OPINION: Resolution to Meriden’s triangle trouble may be at hand

OPINION: Resolution to Meriden’s triangle trouble may be at hand

Years ago a Meriden firefighter told me that one of the dismaying issues involving the Meriden triangle was that when people called in an emergency they often had no idea where they were. So an emergency vehicle could wind up on the wrong side of Interstate 691, for example, on the side heading west instead of east, or vice versa.

Because this is home, we’re well familiar with the eccentricities and risks associated with the confluence of interstates 91 and 691 and Route 15. But imagine for a moment that you are from someplace else and traveling through the triangle for the first time. You couldn’t be blamed for thinking that it doesn’t make much sense, or even that it’s insane.

There are features, if you’ll forgive me for putting it that way, that you would avoid when designing a highway system today. You wouldn’t have vehicles exiting or entering in the left lane, the passing lane, for example — but that’s almost a defining characteristic of the Meriden triangle.

It seems quaint to me now, because just about everything that took place before the onset of the coronavirus seems at least to some degree quaint, but late in 2019 I was having a little fun with some of the descriptions by the state Department of Transportation when it came to the troubled triangle:

“Significant weaving maneuvers occurring at closely spaced on/off ramps.”

“Inadequate geometric elements such as shoulder widths, minimum radius, grade and vertical clearances, lane balance, etc.”

Put that in your chamber brochure: Come to the Silver City, home of “significant weaving maneuvers” and “inadequate geometric elements.”

Though trying to fix all this was considered essential, how to pay for it was the X-factor. There was the pursuit of federal funding and, as I put it in Sept. 2019, “continuing debate about how best to fund state transportation, either through bonding or tolls …” You remember tolls, don’t you?

Now just the other day many important people gathered at the commuter parking lot on Bee Street to commit to putting an end to the nonsense that is the Meriden triangle. They included Connecticut’s U.S. Sen. Richard Blumenthal, whose comments, as reported by the Record-Journal, are worth quoting at some length:

“We’re here to say, ‘We’re gonna fight for better transportation in the state of Connecticut. We’re gonna fight to eliminate the choke points and the bottlenecks that create accidents and cost time and money to the people of Connecticut. We’re gonna repave our roads, rebuild our bridges, make sure that our transportation system in Connecticut is second to none — and we’re going to do it without new taxes and new tolls.”

I don’t know about you, but my brain zeroed in on the last six words of that statement. The senator went on to talk about how “the federal government owes us a real infrastructure program” that, significantly, will include jobs.

This all sounds great: new jobs, no tolls, new triangle, no new taxes. Pinch me.

This is all coming from the tippy top, with the administration of President Joe Biden proposing a hunk of “new spending toward modernizing bridges, highways, roads and streets,” as the R-J story put it. Sounds to me like moving the country forward.

The Meriden triangle is part of that.

“Pre-COVID-19 we were seeing upwards of 200,000 people travel through our city on these highways surrounding us each day,” said Meriden Mayor Kevin Scarpati, who was also at the Bee Street parking lot for the press conference. “So, we know the need for investment in infrastructure. It was something city officials have talked about … It’s remarkable to see it’s coming to fruition.”

The project is to come in three phases, and work in the shadow of the Hanging Hills is going to take a while. There’s all sorts of widening and relocating and more widening and relocating and improvements.

While there will be disruption and delays, the DOT’s Kevin Nursick said the disruption and delays “may be less than normal since many of the ramps are being relocated allowing for ‘off-line’ work to be accomplished without impacting the existing traffic patterns.”

I take that to mean that some of the weird stuff will stay while the fix is underway.

Watching it get less weird will be some experience.

◆ **Required work**:
Please judge whether each statement agrees with the opinion piece on the Meriden triangle, giving yes or no and quoting the exact words of the piece that decide it.
1. Sen. Richard Blumenthal said the transportation improvements would be made without new taxes and new tolls.
2. Mayor Kevin Scarpati said that before COVID-19 about 100,000 people traveled through the city on the surrounding highways each day.
3. The project is to come in two phases.

◆ **Available data**:

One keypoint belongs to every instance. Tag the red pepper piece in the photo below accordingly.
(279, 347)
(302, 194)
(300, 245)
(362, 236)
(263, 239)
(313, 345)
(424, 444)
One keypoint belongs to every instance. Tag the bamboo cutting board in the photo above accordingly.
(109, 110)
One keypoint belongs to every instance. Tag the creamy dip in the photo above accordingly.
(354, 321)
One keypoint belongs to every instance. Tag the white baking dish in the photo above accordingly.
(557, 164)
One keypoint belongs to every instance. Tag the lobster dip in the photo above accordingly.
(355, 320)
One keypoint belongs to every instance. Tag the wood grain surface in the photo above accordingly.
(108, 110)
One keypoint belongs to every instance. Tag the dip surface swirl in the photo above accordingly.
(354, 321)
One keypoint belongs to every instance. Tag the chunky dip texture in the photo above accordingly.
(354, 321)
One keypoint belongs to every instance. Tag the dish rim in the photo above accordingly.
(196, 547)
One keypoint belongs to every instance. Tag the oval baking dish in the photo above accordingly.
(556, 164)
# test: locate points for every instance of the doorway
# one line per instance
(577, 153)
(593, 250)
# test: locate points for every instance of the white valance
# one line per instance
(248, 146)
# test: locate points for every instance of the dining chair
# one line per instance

◆ **Answer space**:
1. Yes: "we’re going to do it without new taxes and new tolls."
2. No: "Pre-COVID-19 we were seeing upwards of 200,000 people travel through our city on these highways surrounding us each day"
3. No: "The project is to come in three phases"